Collected data entries:
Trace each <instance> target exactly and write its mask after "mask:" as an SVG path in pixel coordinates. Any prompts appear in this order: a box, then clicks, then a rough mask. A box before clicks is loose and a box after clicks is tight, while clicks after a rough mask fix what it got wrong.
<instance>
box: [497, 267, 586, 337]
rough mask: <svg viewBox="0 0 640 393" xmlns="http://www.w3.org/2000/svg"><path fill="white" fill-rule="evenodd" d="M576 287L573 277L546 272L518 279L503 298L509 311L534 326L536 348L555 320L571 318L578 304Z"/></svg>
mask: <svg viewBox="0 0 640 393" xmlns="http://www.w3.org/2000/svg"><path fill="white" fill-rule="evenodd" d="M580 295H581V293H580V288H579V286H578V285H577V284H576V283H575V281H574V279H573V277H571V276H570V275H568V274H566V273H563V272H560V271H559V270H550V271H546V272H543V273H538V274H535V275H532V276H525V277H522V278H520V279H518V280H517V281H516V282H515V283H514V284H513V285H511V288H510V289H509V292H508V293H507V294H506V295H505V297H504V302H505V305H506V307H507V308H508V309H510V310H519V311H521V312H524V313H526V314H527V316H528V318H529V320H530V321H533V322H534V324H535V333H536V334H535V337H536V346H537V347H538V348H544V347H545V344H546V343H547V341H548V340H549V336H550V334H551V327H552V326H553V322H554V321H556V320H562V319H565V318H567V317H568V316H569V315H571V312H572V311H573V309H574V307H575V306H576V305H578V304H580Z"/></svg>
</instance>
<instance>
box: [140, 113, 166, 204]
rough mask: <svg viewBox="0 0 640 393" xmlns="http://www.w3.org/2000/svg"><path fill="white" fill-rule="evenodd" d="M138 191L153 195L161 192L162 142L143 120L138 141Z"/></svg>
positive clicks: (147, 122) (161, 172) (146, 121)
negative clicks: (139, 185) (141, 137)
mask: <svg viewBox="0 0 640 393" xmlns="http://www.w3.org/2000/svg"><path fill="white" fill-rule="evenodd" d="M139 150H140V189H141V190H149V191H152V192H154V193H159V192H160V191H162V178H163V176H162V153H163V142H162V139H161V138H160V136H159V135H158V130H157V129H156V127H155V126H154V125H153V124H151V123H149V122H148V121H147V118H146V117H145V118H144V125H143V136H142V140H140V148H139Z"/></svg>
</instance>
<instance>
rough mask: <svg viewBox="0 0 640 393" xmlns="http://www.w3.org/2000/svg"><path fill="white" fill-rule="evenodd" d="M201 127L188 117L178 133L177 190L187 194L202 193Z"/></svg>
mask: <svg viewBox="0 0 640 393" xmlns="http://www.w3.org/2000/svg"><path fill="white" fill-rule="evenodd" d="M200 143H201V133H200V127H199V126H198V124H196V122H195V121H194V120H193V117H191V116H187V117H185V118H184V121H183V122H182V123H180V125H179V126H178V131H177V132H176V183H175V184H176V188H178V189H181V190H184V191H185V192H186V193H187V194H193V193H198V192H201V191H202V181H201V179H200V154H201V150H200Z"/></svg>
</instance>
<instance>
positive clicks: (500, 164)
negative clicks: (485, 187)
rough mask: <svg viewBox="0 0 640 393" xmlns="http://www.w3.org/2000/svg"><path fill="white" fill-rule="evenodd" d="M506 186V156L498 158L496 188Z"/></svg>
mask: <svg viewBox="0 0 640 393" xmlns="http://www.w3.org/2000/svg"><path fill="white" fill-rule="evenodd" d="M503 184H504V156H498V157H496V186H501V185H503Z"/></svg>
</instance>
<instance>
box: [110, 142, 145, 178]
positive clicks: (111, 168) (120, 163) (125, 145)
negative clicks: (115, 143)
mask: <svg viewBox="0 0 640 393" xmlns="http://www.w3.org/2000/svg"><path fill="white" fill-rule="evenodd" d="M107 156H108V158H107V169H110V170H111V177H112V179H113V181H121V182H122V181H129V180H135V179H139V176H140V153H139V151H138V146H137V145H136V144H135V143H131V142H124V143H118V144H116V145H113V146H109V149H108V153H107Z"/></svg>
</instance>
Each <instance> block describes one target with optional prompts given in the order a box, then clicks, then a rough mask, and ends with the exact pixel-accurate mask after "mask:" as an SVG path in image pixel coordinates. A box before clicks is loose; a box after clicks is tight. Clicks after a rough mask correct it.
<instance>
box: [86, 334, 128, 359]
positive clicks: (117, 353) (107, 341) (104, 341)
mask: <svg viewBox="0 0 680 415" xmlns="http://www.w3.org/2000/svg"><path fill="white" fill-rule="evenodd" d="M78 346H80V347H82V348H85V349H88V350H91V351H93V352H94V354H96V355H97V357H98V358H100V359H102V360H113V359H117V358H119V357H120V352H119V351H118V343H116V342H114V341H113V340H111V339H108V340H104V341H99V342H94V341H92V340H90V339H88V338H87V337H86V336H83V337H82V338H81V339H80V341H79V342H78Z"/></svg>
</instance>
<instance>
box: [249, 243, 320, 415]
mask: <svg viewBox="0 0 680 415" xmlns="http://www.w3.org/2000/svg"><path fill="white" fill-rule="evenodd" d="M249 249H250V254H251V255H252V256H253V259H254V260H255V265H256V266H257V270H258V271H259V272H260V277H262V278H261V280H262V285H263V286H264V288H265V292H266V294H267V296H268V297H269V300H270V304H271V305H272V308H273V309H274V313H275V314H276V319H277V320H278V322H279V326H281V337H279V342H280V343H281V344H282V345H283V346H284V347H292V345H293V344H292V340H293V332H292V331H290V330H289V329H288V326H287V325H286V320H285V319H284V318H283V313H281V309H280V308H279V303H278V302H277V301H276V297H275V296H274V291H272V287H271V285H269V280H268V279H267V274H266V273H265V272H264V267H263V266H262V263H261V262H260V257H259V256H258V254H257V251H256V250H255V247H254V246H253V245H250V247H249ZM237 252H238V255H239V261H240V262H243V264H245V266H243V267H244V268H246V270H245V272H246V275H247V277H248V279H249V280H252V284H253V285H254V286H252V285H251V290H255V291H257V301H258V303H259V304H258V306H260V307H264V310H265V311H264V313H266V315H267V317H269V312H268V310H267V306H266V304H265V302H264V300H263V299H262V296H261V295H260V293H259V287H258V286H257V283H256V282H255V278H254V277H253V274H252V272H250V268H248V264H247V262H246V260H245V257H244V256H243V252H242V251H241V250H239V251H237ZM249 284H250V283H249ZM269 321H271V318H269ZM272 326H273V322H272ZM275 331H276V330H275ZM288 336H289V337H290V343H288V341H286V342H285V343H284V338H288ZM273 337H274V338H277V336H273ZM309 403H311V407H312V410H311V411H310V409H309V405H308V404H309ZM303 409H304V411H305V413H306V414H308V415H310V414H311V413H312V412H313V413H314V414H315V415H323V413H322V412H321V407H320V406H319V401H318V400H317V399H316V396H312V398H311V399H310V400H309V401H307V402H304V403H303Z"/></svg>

EXERCISE:
Identify each line in the entries that contains the word "pixel", and copy every such line in full.

WRITTEN REPLY:
Trace each <instance> target exactly and write its mask after "mask:" as an SVG path in pixel coordinates. Any prompts appear in this order: a box, then clicks, then a rough mask. A box before clicks is loose and a box after clicks is tight, while clicks after a rough mask fix what it got wrong.
Each <instance> block describes one target with optional prompts given in the order a box, then clicks, then a rough mask, and ends with the exact pixel-accurate mask after "mask:" as an SVG path in image pixel coordinates. A box before clicks is loose; a box after clicks is tight. Clicks after a rough mask correct it.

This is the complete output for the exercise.